TUGAS TERTULIS:
A. Ketik ulang bagian teks kutipan tentang Alokasi Dana Desa mulai dari "Pemerintah kemudian mengeluarkan" sampai dengan "digulirkannya Alokasi Dana Desa (ADD).".
B. Menurut teks kutipan, sebutkan hal yang diatur oleh Peraturan Menteri Dalam Negeri Nomor 37 tahun 2007.

TEKS KUTIPAN:

==*==

Pemerintah kemudian mengeluarkan Peraturan Pemerintah No. 72 Tahun 2005 tentang Desa dan Peraturan Menteri Dalam Negeri Nomor 37 tahun 2007 tentang Pedoman Pengelolaan Keuangan Desa.
Pemerintah daerah mempunyai kewenangan yang lebih luas dalam pengelolaan daerahnya. Salah satu bentuk kepedulian pemerintah terhadap pengembangan wilayah pedesaaan adalah adanya anggaran pembangunan secara khusus yang dicantumkan dalam Anggaran Pendapatan dan Belanja Daerah (APBD) untuk pembangunan wilayah pedesaan, yakni dalam bentuk Alokasi Dana Desa (ADD). Inilah yang kemudian melahirkan suatu proses baru tentang desentralisasi desa diawali dengan digulirkannya Alokasi Dana Desa (ADD).

==*==

BARIS DATA:

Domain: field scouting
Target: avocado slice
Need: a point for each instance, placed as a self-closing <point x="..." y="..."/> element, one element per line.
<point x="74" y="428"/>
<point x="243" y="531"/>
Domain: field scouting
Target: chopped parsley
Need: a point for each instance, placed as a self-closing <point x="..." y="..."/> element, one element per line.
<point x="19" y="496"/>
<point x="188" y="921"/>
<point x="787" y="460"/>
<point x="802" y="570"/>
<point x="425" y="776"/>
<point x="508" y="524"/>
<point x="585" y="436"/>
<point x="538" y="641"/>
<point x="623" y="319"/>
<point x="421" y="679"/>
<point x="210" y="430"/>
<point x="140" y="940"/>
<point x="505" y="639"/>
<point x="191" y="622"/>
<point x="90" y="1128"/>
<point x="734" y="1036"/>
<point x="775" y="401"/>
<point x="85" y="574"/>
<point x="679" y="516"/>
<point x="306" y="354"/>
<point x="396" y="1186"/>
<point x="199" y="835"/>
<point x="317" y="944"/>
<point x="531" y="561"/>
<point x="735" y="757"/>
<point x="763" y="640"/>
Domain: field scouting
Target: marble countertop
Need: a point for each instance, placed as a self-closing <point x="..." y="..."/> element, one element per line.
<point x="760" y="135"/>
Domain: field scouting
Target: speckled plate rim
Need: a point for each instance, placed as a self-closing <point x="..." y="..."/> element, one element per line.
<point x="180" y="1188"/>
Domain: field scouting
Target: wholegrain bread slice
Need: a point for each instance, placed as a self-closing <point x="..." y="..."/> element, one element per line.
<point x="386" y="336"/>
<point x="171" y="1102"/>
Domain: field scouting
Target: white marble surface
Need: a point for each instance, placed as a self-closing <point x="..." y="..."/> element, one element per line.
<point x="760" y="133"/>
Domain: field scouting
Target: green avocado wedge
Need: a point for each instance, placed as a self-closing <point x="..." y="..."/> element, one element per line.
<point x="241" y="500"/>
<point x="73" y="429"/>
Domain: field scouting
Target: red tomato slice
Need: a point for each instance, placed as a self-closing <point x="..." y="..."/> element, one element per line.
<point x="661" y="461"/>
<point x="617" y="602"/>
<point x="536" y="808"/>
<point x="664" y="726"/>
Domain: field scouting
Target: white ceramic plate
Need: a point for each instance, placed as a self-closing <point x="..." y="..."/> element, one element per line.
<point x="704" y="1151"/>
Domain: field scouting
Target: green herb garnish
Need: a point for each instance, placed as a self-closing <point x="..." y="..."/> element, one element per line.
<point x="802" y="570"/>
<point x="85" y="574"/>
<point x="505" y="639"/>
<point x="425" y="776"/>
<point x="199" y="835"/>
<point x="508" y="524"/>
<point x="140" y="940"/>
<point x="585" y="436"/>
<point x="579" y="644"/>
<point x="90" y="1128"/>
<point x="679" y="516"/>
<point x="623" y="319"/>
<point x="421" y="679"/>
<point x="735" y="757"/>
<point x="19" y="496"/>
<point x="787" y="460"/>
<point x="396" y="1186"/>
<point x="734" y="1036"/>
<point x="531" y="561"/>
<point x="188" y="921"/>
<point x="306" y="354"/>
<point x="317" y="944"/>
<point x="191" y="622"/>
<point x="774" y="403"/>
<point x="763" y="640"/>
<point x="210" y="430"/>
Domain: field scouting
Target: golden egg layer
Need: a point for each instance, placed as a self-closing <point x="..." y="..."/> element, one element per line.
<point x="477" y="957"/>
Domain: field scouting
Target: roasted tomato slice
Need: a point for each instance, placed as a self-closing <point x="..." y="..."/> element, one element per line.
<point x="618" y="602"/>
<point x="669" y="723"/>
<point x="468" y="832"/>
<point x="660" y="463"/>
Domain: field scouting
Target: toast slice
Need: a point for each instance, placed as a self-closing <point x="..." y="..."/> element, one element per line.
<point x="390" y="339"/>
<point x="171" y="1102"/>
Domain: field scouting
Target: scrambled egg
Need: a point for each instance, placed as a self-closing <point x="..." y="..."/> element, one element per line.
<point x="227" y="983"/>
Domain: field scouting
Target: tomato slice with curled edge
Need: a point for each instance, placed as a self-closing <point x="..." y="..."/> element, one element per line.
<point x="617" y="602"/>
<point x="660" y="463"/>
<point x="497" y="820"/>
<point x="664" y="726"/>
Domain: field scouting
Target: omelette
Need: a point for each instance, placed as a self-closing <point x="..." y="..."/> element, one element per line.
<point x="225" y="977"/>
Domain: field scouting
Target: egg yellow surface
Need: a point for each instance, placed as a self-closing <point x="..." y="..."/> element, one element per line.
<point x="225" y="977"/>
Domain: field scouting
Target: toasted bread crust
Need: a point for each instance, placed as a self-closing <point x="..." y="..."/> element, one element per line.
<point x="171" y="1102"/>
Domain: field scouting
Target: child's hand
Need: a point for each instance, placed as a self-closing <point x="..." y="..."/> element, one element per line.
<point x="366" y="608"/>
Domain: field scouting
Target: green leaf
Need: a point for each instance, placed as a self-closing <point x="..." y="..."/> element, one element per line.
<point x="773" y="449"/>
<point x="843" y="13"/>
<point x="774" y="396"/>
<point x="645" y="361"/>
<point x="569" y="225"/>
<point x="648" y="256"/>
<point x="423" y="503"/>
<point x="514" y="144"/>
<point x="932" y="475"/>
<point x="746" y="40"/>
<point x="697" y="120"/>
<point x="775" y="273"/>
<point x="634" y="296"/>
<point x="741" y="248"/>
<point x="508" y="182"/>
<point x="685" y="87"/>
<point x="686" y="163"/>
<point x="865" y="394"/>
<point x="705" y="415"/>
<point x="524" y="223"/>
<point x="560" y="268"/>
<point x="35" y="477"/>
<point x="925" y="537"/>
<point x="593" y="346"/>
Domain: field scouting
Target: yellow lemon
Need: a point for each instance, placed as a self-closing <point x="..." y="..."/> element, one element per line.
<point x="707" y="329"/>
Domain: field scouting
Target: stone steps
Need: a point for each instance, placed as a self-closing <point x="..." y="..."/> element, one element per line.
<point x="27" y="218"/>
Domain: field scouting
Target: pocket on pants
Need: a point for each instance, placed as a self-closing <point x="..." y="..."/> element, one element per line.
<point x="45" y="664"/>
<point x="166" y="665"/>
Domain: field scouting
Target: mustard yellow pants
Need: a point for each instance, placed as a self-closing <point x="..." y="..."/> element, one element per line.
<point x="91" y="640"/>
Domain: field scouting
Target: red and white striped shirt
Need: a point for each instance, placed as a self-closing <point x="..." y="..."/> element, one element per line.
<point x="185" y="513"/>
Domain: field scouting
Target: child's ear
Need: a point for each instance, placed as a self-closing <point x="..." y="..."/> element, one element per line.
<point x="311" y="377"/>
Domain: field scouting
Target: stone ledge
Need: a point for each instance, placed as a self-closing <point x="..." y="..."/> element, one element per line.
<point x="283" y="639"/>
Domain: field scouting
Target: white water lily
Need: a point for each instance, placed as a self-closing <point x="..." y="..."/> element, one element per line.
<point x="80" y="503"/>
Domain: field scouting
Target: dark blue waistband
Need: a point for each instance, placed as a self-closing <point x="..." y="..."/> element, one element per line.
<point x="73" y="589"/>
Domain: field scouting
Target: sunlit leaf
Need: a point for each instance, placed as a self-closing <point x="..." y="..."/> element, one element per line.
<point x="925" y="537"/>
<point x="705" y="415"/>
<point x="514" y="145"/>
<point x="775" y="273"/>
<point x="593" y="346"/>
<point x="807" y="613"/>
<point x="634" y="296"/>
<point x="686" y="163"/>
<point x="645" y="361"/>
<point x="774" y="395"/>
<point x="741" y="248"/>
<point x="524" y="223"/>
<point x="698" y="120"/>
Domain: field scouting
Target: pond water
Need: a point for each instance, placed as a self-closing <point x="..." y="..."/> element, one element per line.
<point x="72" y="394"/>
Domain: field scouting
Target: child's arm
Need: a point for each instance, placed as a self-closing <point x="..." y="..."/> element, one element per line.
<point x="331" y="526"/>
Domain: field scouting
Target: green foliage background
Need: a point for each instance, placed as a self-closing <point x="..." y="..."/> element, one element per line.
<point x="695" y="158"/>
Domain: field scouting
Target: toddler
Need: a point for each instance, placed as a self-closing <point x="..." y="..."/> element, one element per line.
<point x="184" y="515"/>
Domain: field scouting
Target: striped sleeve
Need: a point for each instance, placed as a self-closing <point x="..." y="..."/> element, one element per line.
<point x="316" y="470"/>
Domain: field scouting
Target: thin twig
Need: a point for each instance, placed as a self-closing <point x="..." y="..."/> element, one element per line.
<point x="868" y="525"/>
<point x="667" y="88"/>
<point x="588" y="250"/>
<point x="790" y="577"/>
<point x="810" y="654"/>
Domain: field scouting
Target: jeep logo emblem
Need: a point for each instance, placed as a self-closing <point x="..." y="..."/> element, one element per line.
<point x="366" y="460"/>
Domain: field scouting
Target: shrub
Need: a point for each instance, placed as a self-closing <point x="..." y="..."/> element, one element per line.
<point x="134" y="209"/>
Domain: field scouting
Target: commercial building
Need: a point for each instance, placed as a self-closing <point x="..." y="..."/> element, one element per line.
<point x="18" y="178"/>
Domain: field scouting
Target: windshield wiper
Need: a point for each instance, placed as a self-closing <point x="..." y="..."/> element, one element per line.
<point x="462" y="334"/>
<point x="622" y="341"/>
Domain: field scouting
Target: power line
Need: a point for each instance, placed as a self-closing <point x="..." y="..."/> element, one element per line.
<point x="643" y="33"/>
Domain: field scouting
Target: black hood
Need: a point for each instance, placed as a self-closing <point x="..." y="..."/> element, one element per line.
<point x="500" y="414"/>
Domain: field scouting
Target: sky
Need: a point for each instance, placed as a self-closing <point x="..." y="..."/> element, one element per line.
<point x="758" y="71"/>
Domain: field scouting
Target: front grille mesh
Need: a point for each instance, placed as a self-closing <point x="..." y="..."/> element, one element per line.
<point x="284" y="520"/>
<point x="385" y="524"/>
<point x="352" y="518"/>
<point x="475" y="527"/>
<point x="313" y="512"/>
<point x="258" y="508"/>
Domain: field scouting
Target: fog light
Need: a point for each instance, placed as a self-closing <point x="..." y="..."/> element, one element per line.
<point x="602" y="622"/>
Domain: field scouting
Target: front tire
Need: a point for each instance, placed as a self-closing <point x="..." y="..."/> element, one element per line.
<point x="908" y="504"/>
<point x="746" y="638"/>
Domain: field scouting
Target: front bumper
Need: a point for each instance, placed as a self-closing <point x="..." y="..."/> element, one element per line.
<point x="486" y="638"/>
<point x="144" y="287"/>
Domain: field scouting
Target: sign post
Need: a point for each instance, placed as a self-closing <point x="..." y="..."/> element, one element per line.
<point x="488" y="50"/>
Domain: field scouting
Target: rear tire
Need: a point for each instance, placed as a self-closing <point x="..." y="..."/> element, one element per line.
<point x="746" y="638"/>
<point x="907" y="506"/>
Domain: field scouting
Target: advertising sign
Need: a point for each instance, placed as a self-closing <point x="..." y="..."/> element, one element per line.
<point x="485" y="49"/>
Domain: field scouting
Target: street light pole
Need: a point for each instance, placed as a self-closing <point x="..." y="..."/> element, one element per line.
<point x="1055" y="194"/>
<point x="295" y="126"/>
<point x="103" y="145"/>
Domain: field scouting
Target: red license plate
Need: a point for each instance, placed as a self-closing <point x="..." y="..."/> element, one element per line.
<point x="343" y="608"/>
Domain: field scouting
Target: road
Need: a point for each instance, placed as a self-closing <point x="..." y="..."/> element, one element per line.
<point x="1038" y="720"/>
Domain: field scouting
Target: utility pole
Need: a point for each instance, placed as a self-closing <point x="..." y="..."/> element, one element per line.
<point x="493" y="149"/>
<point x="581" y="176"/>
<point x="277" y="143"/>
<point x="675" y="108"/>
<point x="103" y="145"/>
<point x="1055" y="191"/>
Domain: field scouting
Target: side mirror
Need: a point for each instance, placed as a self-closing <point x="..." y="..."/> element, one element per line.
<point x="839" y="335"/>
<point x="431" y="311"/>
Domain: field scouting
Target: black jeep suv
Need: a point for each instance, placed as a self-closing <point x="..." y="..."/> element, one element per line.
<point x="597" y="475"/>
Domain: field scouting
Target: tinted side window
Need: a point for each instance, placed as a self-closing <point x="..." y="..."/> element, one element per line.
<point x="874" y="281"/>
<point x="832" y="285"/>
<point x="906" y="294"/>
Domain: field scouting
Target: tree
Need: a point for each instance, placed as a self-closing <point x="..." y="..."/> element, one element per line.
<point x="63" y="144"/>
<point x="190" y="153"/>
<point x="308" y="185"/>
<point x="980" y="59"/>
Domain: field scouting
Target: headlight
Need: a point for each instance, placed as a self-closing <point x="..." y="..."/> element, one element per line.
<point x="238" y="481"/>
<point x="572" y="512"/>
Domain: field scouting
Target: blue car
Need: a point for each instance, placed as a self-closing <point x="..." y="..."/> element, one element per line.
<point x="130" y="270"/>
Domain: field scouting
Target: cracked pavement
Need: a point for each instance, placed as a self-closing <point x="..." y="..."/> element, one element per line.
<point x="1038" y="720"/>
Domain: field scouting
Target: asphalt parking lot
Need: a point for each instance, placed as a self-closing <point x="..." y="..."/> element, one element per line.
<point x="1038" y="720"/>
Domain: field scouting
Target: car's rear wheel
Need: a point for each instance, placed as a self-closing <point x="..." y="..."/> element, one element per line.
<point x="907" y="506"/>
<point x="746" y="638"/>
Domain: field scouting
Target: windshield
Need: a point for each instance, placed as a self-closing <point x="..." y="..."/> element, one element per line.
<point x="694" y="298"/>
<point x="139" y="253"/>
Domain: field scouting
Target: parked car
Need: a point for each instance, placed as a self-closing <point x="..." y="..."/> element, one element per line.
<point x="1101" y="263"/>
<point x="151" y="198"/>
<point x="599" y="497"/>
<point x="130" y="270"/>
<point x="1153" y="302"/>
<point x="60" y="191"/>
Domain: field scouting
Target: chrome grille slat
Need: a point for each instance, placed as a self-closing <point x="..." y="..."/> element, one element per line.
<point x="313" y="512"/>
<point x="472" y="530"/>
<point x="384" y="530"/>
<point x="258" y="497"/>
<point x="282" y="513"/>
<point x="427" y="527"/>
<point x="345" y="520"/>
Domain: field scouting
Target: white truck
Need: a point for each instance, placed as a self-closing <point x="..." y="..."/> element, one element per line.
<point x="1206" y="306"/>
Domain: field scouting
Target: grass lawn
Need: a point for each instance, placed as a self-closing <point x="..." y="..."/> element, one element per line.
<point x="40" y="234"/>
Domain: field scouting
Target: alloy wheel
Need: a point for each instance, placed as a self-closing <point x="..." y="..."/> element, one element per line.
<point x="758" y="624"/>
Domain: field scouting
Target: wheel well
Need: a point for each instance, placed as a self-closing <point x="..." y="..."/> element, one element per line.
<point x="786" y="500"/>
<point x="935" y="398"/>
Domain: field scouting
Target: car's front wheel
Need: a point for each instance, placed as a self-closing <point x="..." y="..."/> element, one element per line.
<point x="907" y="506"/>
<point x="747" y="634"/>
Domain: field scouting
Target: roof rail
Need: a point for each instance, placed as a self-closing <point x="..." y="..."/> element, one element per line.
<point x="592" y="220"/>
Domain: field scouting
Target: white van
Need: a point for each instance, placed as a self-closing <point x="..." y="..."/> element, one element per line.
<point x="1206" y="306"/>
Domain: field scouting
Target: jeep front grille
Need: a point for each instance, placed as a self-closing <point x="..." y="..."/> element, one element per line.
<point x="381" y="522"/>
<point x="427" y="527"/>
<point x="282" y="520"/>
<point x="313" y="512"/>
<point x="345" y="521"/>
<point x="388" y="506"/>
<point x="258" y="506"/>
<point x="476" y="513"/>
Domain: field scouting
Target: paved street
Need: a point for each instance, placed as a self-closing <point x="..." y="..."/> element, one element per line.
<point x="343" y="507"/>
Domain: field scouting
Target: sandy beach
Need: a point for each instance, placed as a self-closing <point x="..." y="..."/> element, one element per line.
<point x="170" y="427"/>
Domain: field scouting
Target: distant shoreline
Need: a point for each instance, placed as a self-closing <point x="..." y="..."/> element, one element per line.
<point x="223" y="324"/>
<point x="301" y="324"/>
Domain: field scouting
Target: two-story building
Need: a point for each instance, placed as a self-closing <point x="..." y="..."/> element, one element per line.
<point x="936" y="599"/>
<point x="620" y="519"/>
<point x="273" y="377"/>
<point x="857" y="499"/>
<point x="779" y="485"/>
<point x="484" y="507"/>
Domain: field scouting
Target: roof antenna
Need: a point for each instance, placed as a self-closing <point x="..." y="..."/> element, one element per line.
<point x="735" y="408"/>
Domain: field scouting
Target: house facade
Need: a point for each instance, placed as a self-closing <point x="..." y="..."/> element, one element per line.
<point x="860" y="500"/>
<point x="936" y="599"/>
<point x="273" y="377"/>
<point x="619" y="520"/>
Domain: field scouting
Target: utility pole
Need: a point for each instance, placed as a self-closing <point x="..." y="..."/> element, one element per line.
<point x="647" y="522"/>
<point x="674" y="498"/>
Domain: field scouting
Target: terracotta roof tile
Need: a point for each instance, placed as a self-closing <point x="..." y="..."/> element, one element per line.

==*==

HASIL:
A.
Pemerintah kemudian mengeluarkan Peraturan Pemerintah No. 72 Tahun 2005 tentang Desa dan Peraturan Menteri Dalam Negeri Nomor 37 tahun 2007 tentang Pedoman Pengelolaan Keuangan Desa.
Pemerintah daerah mempunyai kewenangan yang lebih luas dalam pengelolaan daerahnya. Salah satu bentuk kepedulian pemerintah terhadap pengembangan wilayah pedesaaan adalah adanya anggaran pembangunan secara khusus yang dicantumkan dalam Anggaran Pendapatan dan Belanja Daerah (APBD) untuk pembangunan wilayah pedesaan, yakni dalam bentuk Alokasi Dana Desa (ADD). Inilah yang kemudian melahirkan suatu proses baru tentang desentralisasi desa diawali dengan digulirkannya Alokasi Dana Desa (ADD).

B. Pedoman Pengelolaan Keuangan Desa.